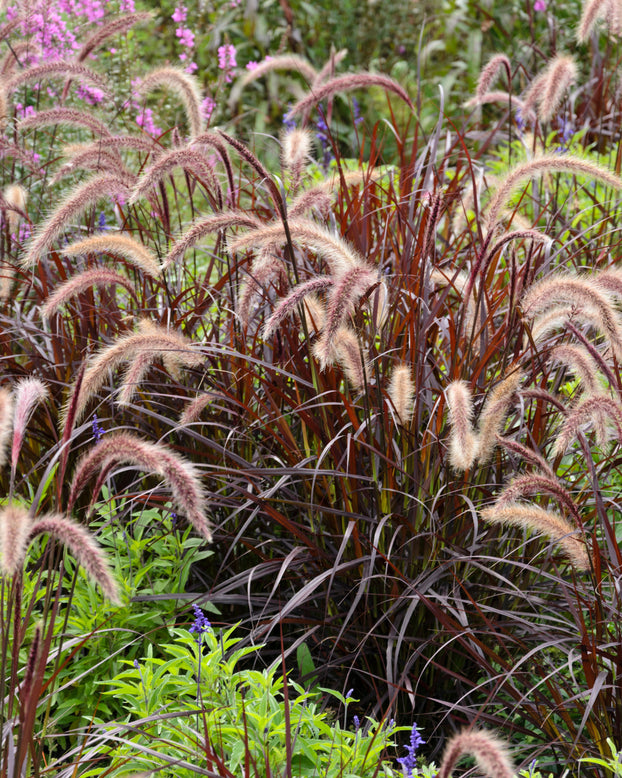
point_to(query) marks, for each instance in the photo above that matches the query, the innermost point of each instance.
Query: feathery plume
(401, 391)
(185, 86)
(537, 484)
(597, 409)
(70, 117)
(348, 353)
(203, 227)
(97, 276)
(54, 69)
(282, 62)
(289, 304)
(75, 204)
(547, 89)
(463, 444)
(149, 339)
(112, 27)
(346, 291)
(494, 413)
(548, 163)
(82, 546)
(124, 448)
(489, 751)
(116, 245)
(346, 84)
(489, 72)
(191, 160)
(314, 312)
(543, 522)
(6, 422)
(582, 292)
(339, 255)
(14, 530)
(14, 200)
(526, 454)
(28, 392)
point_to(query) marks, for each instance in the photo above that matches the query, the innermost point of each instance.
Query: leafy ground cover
(310, 409)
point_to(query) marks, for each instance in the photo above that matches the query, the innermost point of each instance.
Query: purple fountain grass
(179, 474)
(489, 72)
(349, 354)
(28, 393)
(532, 484)
(266, 268)
(346, 291)
(314, 312)
(463, 443)
(185, 86)
(280, 62)
(6, 422)
(132, 377)
(547, 163)
(191, 160)
(548, 523)
(82, 546)
(72, 70)
(494, 413)
(401, 391)
(150, 339)
(97, 276)
(75, 204)
(116, 26)
(206, 226)
(581, 363)
(290, 303)
(547, 89)
(70, 117)
(597, 409)
(15, 524)
(347, 83)
(14, 199)
(116, 245)
(583, 292)
(489, 751)
(340, 256)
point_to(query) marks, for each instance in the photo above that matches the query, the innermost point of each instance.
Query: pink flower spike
(29, 392)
☆ ☆ ☆ ☆ ☆
[Task instructions]: Copy every line above word for word, leaving out the pictures.

[Complete answer]:
point_to(query) marks, for each instance in the photo above that matches the query, the innermost point of each instance.
Query: feathery plume
(401, 391)
(185, 86)
(537, 484)
(597, 409)
(70, 117)
(348, 353)
(203, 227)
(97, 276)
(54, 69)
(282, 62)
(289, 304)
(75, 204)
(547, 89)
(463, 444)
(149, 339)
(112, 27)
(346, 291)
(494, 413)
(548, 163)
(82, 546)
(124, 448)
(489, 751)
(116, 245)
(346, 84)
(489, 72)
(191, 160)
(314, 312)
(543, 522)
(6, 422)
(582, 292)
(339, 255)
(14, 530)
(14, 200)
(526, 454)
(28, 392)
point_to(query) marks, for each instance in the photo above that matches the query, the innermost point of each instance.
Query: leafy ground cover
(310, 409)
point_to(query) marks, for each instance in the photo above that matches the query, the innermost point of each instance.
Query: purple fountain grass
(179, 474)
(489, 72)
(349, 354)
(28, 393)
(532, 484)
(266, 268)
(346, 291)
(314, 312)
(463, 443)
(185, 86)
(280, 62)
(6, 422)
(132, 377)
(547, 163)
(191, 160)
(548, 523)
(82, 546)
(72, 70)
(494, 413)
(401, 391)
(150, 339)
(97, 276)
(75, 204)
(116, 26)
(206, 226)
(581, 363)
(290, 303)
(547, 89)
(70, 117)
(597, 409)
(15, 524)
(347, 83)
(14, 199)
(116, 245)
(583, 292)
(489, 751)
(340, 256)
point_to(query) marks, for each instance in the photo above that matches the query, the innermost point of each instance.
Query: pink flower spike
(29, 392)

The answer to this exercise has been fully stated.